Collection entries:
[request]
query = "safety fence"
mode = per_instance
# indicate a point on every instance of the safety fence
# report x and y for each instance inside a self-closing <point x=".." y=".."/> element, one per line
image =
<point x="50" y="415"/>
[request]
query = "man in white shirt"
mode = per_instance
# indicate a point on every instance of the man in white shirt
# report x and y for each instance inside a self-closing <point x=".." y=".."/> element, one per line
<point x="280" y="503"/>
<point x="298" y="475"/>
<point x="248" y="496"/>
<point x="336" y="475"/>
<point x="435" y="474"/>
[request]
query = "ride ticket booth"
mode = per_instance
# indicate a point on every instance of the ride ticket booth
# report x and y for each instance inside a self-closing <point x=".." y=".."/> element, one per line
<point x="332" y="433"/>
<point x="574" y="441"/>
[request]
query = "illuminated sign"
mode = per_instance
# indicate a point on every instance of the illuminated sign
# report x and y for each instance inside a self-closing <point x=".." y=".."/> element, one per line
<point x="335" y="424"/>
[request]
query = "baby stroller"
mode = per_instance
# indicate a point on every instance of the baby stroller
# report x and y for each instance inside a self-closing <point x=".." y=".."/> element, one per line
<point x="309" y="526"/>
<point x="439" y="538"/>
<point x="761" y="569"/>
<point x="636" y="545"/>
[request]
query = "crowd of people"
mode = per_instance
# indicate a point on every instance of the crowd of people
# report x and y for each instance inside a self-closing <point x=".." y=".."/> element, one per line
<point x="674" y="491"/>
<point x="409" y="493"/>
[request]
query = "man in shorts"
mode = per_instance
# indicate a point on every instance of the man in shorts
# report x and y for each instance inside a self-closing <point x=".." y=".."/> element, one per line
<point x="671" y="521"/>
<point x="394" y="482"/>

▶ [TRY IT]:
Every line of the records should be reproduced exactly.

▶ [RESULT]:
[request]
query = "safety fence"
mode = per_instance
# indicate a point on every instance of the safety fence
# report x and y for each instance inside a self-closing <point x=".." y=".."/> element, one per line
image =
<point x="50" y="415"/>
[request]
query = "man in white shirt"
mode = per_instance
# indicate a point on every instance of the man in white shirt
# report x and y for each instance inside a self-closing <point x=".." y=".."/> element, one per line
<point x="280" y="503"/>
<point x="298" y="475"/>
<point x="248" y="496"/>
<point x="336" y="475"/>
<point x="435" y="474"/>
[request]
query = "ride ticket booth"
mode = per_instance
# indicate a point on every instance of the ride ticket booth
# report x and y for each instance inside a self-closing <point x=".." y=".."/> element, one per line
<point x="332" y="433"/>
<point x="574" y="441"/>
[request]
query = "illuminated sign"
mode = per_instance
# indicate a point on every instance of the illuminated sign
# report x and y for each instance inside a self-closing <point x=".." y=".."/> element, one per line
<point x="335" y="424"/>
[request]
query = "baby stroller"
mode = per_instance
# indicate a point on every instance of the baby stroller
# report x and y for each instance inside a self-closing <point x=".." y=".."/> element, one per line
<point x="309" y="526"/>
<point x="439" y="538"/>
<point x="761" y="569"/>
<point x="636" y="545"/>
[request]
query = "crowd of people"
mode = per_instance
# indicate a point on every instance of the crowd of people
# report x and y for each instance inside a self-closing <point x=".." y=".."/> element, one per line
<point x="674" y="491"/>
<point x="409" y="493"/>
[request]
query = "man in shorts"
mode = per_instance
# indicate a point on every instance of the man in shorts
# report x and y for each instance inside a self-closing <point x=".." y=".."/> element, one per line
<point x="671" y="521"/>
<point x="394" y="482"/>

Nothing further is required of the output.